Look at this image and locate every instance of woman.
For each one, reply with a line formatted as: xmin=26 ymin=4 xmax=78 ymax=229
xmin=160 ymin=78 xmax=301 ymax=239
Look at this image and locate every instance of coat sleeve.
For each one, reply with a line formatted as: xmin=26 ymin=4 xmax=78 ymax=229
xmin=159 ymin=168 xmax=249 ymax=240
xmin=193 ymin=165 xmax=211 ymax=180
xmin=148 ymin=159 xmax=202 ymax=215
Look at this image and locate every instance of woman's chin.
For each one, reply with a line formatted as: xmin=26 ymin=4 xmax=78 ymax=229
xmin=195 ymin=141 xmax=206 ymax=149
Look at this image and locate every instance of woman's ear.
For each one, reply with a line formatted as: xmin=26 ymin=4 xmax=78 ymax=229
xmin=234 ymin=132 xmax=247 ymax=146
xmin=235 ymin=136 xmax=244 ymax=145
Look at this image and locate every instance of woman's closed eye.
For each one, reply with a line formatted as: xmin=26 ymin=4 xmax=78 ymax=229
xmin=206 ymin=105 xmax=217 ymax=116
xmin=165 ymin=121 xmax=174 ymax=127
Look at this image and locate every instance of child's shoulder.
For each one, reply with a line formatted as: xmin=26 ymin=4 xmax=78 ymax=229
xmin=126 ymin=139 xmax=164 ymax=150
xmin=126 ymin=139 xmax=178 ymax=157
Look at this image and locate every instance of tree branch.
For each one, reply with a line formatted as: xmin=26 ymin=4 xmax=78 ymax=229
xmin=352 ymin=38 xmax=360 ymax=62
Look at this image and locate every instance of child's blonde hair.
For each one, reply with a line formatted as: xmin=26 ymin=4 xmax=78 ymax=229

- - -

## TASK ITEM
Reproduce, word for word and in full, only the lines above that start at the line with "of child's shoulder." and run through the line with "Look at this image and locate every instance of child's blonde", both ends included.

## EXERCISE OUTPUT
Look at this image and locate every instance of child's shoulder.
For each one, reply with a line formatted as: xmin=26 ymin=4 xmax=78 ymax=229
xmin=126 ymin=139 xmax=164 ymax=150
xmin=126 ymin=139 xmax=178 ymax=157
Look at this image and locate every instance of tree branch.
For each one, reply with a line formatted as: xmin=26 ymin=4 xmax=78 ymax=229
xmin=352 ymin=38 xmax=360 ymax=62
Look at this image and locate every instance of child's blonde hair.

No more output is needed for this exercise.